Copy the records below line for line, leaving the pictures out of your copy.

--- SUPPLIED MATERIAL ---

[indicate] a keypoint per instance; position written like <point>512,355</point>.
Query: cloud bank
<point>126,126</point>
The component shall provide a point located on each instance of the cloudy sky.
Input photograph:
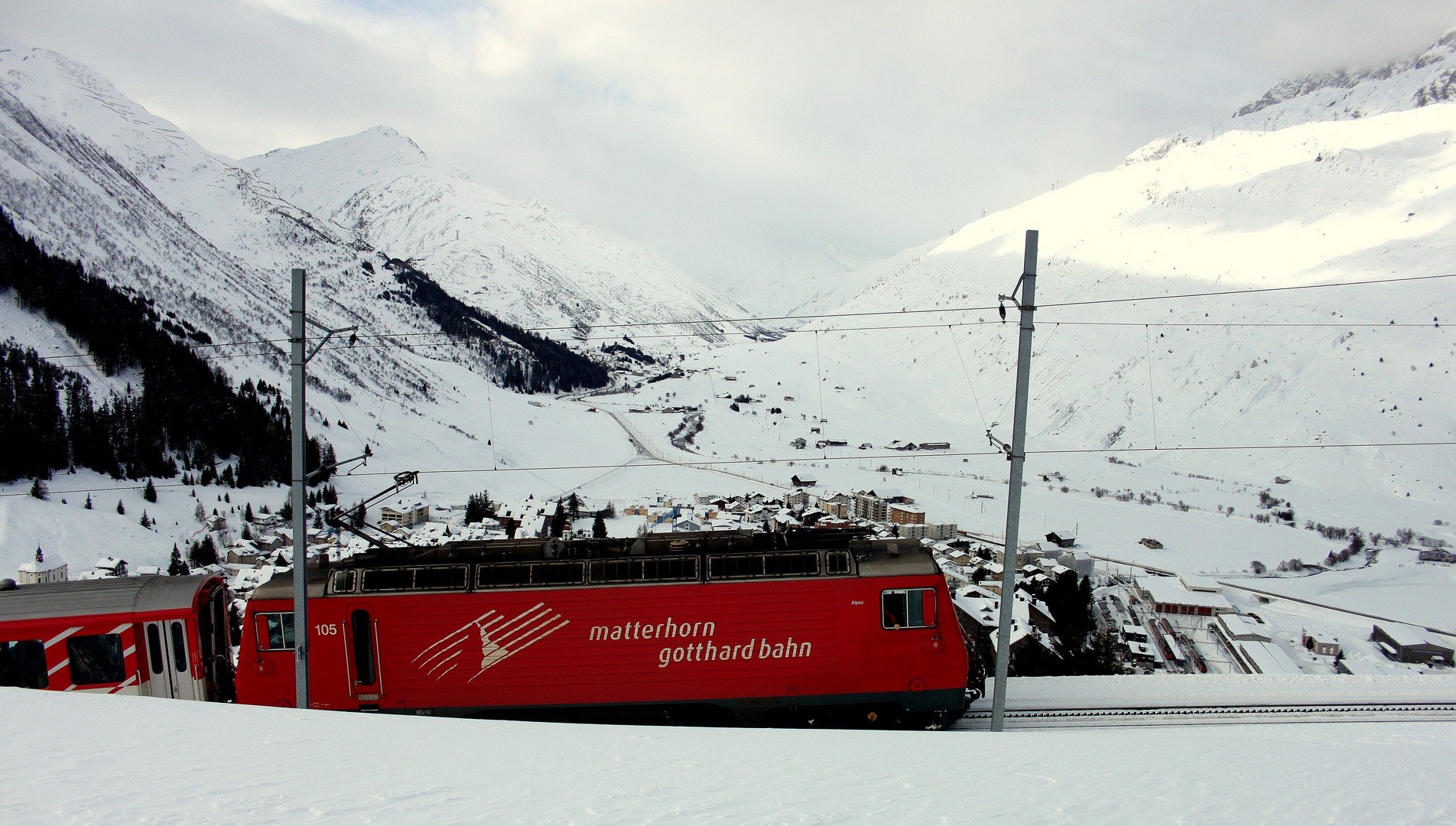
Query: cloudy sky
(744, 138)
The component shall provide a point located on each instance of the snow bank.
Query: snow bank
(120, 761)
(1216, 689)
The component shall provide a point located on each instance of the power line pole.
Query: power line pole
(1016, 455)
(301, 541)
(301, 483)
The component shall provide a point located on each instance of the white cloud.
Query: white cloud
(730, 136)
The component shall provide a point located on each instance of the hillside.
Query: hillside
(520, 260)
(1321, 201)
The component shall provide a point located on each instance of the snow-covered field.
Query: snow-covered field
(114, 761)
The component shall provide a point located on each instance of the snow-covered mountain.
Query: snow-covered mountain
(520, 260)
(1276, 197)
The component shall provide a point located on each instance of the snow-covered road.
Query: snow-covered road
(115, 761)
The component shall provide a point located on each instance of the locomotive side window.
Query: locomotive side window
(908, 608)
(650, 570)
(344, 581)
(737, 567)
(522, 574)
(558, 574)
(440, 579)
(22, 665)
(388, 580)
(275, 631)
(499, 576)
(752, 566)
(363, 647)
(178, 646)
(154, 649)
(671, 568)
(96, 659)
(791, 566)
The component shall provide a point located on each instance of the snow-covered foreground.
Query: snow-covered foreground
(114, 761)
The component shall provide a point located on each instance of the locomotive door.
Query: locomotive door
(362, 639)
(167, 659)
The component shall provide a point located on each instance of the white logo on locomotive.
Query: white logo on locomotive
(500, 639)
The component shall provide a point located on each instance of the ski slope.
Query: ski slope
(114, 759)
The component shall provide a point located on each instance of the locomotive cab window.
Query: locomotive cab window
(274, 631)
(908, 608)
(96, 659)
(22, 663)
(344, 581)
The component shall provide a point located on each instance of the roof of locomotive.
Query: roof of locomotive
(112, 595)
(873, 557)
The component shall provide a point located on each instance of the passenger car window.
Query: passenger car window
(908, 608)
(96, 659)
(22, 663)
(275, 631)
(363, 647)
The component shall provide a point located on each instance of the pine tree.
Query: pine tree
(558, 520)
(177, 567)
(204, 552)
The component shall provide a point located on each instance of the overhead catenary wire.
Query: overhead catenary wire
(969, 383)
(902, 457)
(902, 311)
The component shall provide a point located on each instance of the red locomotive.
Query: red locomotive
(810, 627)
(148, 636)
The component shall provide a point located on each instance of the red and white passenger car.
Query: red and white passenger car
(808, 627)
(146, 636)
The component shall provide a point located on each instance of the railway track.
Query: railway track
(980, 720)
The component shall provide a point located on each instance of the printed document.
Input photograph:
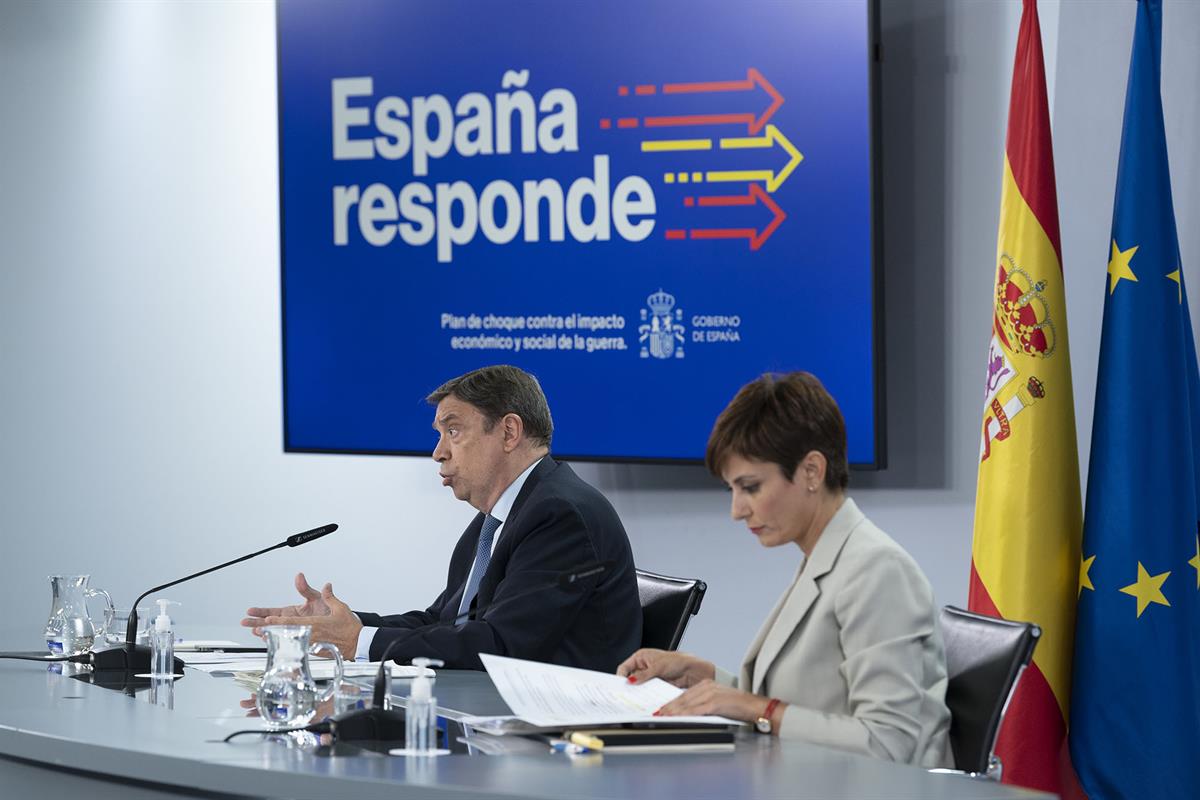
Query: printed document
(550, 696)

---

OUTPUT BELOW
[indicate] a keypoint per instance; position written like <point>512,355</point>.
Query: cloud bank
<point>126,126</point>
The component shall provide a point located on each instance of the cloudy sky.
Input photograph:
Query: cloudy sky
(744, 138)
The component shall provide a point located on each instance of the snow bank.
Query: snow bank
(120, 761)
(1216, 689)
The component shall provide a point located on each instance of the power line pole.
Query: power line pole
(1016, 455)
(301, 541)
(301, 483)
The component shall provide a point located on each instance of the white cloud.
Query: white cloud
(730, 136)
The component shall provide a point located on each instance of the hillside.
Query: hillside
(520, 260)
(1321, 201)
The component shall provide a point located on each instance of the snow-covered field.
Query: snow-covered field
(114, 761)
The component shall provide a point located on each instance of the snow-covered mountain.
Query: snow-covered mountain
(520, 260)
(1276, 197)
The component shall provide a point located on each instance of the snow-covered road.
Query: snow-covered road
(115, 761)
The component shall provide a point located on each instance of the locomotive side window.
Query: locomotive side window
(908, 608)
(650, 570)
(344, 581)
(737, 567)
(522, 574)
(558, 574)
(440, 579)
(22, 665)
(388, 580)
(275, 631)
(499, 576)
(752, 566)
(363, 647)
(178, 646)
(154, 649)
(671, 568)
(96, 659)
(791, 566)
The component shall provide a point located on each instance of the snow-covered foreground.
Query: snow-covered foreground
(114, 761)
The component shall provide a point located on each instance of the locomotive door.
Query: locomotive door
(362, 639)
(167, 659)
The component shall provide a point located on each instance of the white logo on locomotive.
Query: white logo on locomotive
(500, 639)
The component shall provide a point located on each instance of the ski slope.
Query: ski slope
(114, 759)
The component shall provide a point located on each instance of the locomotive cab window.
Query: locomotive cab window
(274, 631)
(908, 608)
(96, 659)
(22, 663)
(344, 581)
The component shall provide a point located on each instance of the roof of locomotive.
Query: roof of locomotive
(112, 595)
(873, 557)
The component shall provide a point located on each instance of the passenger car window.
Query: passenger car window
(908, 608)
(96, 659)
(22, 663)
(275, 631)
(363, 647)
The component shall provide a point located on each instance of the pine tree.
Query: pine tree
(558, 520)
(177, 567)
(204, 552)
The component shall provide a point located on each instance of the overhead catenary wire.
Query: overhead catenary wire
(969, 383)
(902, 457)
(902, 311)
The component shall provide a point located on each instance of the red locomotive.
Query: red locomotive
(810, 627)
(148, 636)
The component shall provide a point located on each instance of the red and white passenger car.
Query: red and white passenger car
(808, 627)
(146, 636)
The component shall provide a point located on each instance of the railway track.
Query: railway track
(980, 720)
The component shall provide a point located on each instance of the printed document.
Input photograph:
Query: printed document
(550, 696)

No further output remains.